** SUPPLIED TEXT **
Game Changers: Eddie Huang on getting Asian Americans 'out of the Ice Age' when it comes to representation
Game Changers is a Yahoo Entertainment video interview series highlighting the diverse creators disrupting Hollywood — and the pioneers who paved the way.
On the surface, there doesn’t seem to be much in common between Good Will Hunting, the 1997 drama that essentially introduced Matt Damon and Ben Affleck to the world, and Boogie, the directorial debut of restaurateur-turned-filmmaker Eddie Huang.
The former followed an underachieving blue-collar math savant (Damon) who taps into his potential after he befriends an MIT professor (Robin Williams). The latter centers around a Chinese-American high school basketball player (Taylor Takahashi) battling expectations that he’ll dominate his New York City competition and earn a Division I scholarship.
Both are, however, coming-of-age stories spliced with shades of J.D. Salinger. And Hunting, as it turns out, was profoundly influential on Huang, who opened the popular hip-hop-themed Taiwanese NYC eatery Baohaus in 2009 and whose 2013 memoir, Fresh Off the Boat, inspired the long-running ABC sitcom of the same name.

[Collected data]
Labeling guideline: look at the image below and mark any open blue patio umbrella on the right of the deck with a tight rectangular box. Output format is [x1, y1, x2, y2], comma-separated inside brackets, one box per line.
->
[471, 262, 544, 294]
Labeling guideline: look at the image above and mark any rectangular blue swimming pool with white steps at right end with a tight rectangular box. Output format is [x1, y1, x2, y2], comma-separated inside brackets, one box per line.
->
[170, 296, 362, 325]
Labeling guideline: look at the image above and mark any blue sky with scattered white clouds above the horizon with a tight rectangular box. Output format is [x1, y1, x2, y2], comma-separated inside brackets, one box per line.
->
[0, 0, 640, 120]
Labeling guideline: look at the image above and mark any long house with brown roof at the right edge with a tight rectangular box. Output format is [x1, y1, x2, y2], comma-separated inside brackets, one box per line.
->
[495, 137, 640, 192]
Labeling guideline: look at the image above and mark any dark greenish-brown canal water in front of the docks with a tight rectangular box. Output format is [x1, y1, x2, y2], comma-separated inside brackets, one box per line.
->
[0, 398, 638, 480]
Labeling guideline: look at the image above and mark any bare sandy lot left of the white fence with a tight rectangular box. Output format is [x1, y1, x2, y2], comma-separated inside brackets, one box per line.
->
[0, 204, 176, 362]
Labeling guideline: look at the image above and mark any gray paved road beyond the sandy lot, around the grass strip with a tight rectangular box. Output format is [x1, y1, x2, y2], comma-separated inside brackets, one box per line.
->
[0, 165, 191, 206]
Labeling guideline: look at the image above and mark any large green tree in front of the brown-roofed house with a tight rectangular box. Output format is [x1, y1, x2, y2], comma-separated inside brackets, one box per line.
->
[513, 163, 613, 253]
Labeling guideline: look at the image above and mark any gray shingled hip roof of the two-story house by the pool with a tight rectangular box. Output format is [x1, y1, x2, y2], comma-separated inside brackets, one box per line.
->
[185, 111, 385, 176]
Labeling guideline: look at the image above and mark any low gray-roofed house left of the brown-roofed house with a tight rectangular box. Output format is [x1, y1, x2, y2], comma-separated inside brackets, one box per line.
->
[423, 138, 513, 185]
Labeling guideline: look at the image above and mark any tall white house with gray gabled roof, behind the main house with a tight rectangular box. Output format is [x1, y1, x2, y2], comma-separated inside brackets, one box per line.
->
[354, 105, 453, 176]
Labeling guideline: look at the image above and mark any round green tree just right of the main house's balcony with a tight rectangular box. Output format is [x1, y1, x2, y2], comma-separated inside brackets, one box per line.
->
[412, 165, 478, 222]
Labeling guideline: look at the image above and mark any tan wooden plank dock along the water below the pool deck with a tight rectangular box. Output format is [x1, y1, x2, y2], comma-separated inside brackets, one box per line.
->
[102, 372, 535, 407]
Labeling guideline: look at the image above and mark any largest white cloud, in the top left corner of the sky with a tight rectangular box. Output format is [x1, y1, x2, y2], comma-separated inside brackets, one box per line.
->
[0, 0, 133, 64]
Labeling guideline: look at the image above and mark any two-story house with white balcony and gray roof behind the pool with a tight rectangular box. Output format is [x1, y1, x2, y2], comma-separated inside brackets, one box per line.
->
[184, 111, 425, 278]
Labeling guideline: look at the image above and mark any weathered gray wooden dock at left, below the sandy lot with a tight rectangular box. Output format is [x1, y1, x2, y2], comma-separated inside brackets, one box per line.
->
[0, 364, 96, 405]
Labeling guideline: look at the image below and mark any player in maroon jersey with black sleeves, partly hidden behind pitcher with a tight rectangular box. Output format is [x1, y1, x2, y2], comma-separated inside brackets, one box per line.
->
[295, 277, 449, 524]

** WORK INSTRUCTION 1 **
Condense the paragraph in the article on Eddie Huang that opens with "Both are, however," into a short bulleted list of its main facts.
** WORK INSTRUCTION 2 **
Write what comes next in the article on Eddie Huang, picking up after its final sentence.

** TASK OUTPUT 1 **
- Good Will Hunting and Boogie are both coming-of-age stories with shades of J.D. Salinger.
- Good Will Hunting was profoundly influential on Eddie Huang.
- In 2009, Huang opened Baohaus, a popular hip-hop-themed Taiwanese eatery in NYC.
- His 2013 memoir, Fresh Off the Boat, inspired the long-running ABC sitcom of the same name.

** TASK OUTPUT 2 **
“One of my favorite films of all time is Good Will Hunting. It’s not my favorite film, but I would say it’s the most formative film for me,” Huang, the 39-year-old son of Taiwanese immigrants, tells Yahoo Entertainment in our newest installment of Game Changers (watch above). “I grew up in a home with a lot of violence, that’s well documented in Fresh Off the Boat. But when I saw Good Will Hunting, it just made me feel less of an alien.”
In Good Will Hunting, it’s ultimately revealed that the title character’s anger issues — he’s arrested for attacking a cop in the film’s early moments — stem from physical abuse at the hand of his father. Takahashi’s Alfred Chin, aka Boogie, also deals with parents — sticking it out in an unhappy marriage for their son’s sake — prone to violence.
“I just said to myself, ‘I can talk about this,’” Huang recalls. “‘And one day, I would love to make another film that could make another film feel less alien as well.’ And that film is Boogie.
“It’s not me as a director like, ‘Oh, I love this genre of coming-of-age.’ I just had a very specific goal to tell a story about growing up in a family with quite a bit of violence, and a family trying to make sense and reconcile a very East Asian way of life, a very Confucian family unit in America. Because that is a very difficult transition. You couldn’t be further apart, and you couldn’t be more alien to each other than a Chinese family and an American family.”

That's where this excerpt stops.